#### [ENTRIES SHOWN]
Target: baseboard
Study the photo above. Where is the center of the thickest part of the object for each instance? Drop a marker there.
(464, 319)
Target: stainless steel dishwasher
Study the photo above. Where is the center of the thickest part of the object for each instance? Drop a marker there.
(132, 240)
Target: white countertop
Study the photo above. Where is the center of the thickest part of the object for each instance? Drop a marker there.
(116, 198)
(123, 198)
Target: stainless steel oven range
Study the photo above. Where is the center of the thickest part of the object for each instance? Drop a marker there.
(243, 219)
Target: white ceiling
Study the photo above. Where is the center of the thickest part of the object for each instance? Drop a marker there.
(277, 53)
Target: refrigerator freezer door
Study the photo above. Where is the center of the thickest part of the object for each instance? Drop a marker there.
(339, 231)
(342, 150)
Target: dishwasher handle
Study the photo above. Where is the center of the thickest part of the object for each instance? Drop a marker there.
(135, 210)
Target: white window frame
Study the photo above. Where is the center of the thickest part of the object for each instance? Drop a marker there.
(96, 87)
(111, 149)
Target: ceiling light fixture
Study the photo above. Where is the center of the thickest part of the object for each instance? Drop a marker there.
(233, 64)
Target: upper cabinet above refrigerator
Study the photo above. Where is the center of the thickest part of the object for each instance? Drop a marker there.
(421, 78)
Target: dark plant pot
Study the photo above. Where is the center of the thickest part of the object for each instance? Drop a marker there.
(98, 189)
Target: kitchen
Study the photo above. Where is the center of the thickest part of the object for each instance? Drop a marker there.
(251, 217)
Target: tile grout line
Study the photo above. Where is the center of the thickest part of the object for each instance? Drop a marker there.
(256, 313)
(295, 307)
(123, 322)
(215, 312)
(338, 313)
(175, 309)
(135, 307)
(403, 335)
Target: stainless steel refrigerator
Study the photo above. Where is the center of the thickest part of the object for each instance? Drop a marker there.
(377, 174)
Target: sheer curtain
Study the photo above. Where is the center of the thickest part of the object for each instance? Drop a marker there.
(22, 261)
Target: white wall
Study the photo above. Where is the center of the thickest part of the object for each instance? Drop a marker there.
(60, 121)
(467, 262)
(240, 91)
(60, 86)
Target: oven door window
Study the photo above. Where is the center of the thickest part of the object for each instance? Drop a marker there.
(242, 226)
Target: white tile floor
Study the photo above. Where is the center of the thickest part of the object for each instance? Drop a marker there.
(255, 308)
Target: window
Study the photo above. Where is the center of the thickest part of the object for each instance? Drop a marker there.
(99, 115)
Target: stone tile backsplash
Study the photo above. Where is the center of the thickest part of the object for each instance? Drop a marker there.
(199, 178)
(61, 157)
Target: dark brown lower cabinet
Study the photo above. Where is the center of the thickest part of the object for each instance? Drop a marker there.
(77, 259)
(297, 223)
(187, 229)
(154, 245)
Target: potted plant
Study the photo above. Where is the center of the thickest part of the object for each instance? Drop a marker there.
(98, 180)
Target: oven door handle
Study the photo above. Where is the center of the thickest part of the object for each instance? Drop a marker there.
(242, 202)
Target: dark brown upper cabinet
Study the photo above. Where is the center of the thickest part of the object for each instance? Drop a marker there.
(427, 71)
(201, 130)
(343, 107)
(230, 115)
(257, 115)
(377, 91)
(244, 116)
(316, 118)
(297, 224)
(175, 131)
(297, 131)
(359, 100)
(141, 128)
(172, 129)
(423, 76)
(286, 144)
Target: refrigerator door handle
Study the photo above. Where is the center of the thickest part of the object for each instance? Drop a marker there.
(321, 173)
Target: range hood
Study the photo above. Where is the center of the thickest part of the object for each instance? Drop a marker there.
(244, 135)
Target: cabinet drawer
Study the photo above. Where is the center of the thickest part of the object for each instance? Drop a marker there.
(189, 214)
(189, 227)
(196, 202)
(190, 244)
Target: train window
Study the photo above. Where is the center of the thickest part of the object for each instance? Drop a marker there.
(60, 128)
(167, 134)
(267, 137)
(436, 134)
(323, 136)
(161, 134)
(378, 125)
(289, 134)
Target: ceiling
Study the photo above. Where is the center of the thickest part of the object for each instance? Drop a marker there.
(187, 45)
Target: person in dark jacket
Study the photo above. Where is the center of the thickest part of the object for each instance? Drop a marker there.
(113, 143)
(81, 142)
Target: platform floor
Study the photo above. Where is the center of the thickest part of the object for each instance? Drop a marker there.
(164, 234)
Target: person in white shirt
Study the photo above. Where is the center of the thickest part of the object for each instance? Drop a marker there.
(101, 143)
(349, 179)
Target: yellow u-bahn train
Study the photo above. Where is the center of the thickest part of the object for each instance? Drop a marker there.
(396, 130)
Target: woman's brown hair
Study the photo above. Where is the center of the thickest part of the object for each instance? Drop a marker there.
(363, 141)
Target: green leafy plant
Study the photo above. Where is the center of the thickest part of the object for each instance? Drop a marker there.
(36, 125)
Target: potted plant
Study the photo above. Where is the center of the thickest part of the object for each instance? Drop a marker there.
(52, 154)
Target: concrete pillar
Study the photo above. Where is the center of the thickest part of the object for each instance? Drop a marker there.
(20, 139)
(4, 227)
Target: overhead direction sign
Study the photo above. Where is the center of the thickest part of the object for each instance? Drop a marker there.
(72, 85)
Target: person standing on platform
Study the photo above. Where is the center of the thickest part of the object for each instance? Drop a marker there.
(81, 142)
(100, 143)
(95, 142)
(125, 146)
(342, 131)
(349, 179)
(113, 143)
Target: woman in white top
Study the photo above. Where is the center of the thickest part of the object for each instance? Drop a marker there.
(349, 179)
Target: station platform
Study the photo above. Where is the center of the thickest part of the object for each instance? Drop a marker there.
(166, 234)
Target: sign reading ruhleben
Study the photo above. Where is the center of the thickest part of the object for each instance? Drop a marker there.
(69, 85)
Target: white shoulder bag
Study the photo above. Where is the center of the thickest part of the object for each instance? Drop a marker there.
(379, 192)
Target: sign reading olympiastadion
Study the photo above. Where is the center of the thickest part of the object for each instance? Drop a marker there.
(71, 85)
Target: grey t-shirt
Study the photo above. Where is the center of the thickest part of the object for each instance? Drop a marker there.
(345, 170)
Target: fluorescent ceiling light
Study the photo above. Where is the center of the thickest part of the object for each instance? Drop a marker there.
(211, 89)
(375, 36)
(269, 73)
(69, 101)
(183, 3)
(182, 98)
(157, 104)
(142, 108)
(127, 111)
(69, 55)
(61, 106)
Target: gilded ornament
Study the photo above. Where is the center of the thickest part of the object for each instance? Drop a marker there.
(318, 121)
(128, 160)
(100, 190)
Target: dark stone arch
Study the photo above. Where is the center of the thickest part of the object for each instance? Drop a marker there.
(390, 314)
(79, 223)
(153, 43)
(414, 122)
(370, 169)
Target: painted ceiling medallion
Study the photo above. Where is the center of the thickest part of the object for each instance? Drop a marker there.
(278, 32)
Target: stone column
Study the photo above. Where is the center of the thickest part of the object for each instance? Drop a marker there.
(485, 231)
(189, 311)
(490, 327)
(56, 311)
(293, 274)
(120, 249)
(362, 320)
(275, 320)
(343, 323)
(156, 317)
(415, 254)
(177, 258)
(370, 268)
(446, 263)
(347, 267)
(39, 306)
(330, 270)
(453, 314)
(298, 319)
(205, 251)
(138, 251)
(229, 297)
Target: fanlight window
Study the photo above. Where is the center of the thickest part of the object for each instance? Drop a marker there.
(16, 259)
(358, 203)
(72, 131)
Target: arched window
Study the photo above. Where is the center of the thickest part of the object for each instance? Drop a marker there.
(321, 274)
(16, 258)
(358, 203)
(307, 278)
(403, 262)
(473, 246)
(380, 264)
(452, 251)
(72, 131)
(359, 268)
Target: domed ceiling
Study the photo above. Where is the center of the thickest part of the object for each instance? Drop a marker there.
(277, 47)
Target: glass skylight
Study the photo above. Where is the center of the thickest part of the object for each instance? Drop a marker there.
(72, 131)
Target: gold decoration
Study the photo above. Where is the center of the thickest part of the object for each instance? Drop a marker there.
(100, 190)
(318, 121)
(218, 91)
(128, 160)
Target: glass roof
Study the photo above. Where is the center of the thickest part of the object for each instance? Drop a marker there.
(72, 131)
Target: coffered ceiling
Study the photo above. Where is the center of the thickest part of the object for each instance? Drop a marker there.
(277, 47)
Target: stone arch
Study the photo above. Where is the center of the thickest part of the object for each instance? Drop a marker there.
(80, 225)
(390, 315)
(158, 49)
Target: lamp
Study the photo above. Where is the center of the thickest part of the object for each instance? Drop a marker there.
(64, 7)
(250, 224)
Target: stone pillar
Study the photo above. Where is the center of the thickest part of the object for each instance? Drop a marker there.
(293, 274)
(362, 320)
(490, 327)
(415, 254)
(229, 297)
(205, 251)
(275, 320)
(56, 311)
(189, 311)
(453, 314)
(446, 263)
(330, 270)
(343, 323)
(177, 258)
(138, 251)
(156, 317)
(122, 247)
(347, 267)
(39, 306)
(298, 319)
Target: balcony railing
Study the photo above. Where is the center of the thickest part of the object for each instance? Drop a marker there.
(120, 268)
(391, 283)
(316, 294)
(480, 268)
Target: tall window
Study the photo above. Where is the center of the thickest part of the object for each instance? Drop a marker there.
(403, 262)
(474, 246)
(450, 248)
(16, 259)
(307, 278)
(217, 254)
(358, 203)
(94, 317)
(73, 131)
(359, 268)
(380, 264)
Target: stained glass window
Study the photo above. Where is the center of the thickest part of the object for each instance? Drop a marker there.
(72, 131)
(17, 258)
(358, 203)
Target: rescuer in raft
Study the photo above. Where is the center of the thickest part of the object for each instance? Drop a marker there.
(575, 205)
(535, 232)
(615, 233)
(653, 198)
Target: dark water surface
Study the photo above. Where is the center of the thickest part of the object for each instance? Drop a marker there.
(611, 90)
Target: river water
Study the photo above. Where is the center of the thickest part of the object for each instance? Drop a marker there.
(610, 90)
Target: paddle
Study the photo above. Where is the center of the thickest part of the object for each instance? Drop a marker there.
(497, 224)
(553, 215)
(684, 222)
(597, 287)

#### [WRITTEN PROBLEM]
Extract every line from the one containing "Target: coffered ceiling" to the end of the entries, including both of those lines, exactly as given and with nothing added.

#### [REPLY]
Target: coffered ceiling
Study the photo above. Where is the center of the thickest part of the object for each instance? Drop a marker there.
(277, 47)
Target: stone arch
Study the photo above. Where is the center of the thickest part of the object for each instance? Drop a marker there.
(80, 225)
(390, 315)
(158, 49)
Target: lamp
Study the photo above. Where is the center of the thickest part of the object for each instance? Drop a marker there.
(64, 7)
(250, 224)
Target: stone pillar
Study the photo above. Where is the center of the thickest part of the object for each instance? Drop a marker there.
(293, 274)
(362, 320)
(490, 327)
(415, 254)
(229, 297)
(205, 251)
(275, 320)
(56, 311)
(189, 311)
(453, 314)
(446, 263)
(330, 270)
(343, 323)
(177, 258)
(138, 251)
(156, 317)
(122, 247)
(347, 267)
(39, 306)
(298, 319)
Target: balcony railing
Study the photo above. Where is the center of the thickest part of the object for each instance? Drop a marker there.
(120, 268)
(391, 283)
(316, 294)
(480, 268)
Target: tall window
Study the photo above. Where is the center of the thickest part of the object for each instance? Drop a marker there.
(403, 262)
(474, 246)
(450, 248)
(16, 259)
(307, 278)
(217, 254)
(358, 203)
(94, 317)
(73, 131)
(359, 268)
(380, 264)
Target: stained glass window
Study the photo above. Where is the center of the thickest part of the object for each instance? Drop a marker there.
(72, 131)
(17, 258)
(358, 203)
Target: rescuer in raft
Study the photo above. Where is the center of the thickest part of the object for each instance? Drop a marker there.
(575, 205)
(535, 232)
(615, 233)
(653, 198)
Target: dark water surface
Study the photo above. Where is the center of the thickest part of the object for each instance? Drop a marker there.
(611, 90)
Target: river water
Study the photo above. Where is the center of the thickest part of the object for each instance? Drop a marker there.
(610, 90)
Target: paddle
Study the photo above. Where is the center of the thickest part of the object for each instance? Drop a marker there.
(497, 224)
(553, 215)
(684, 222)
(597, 287)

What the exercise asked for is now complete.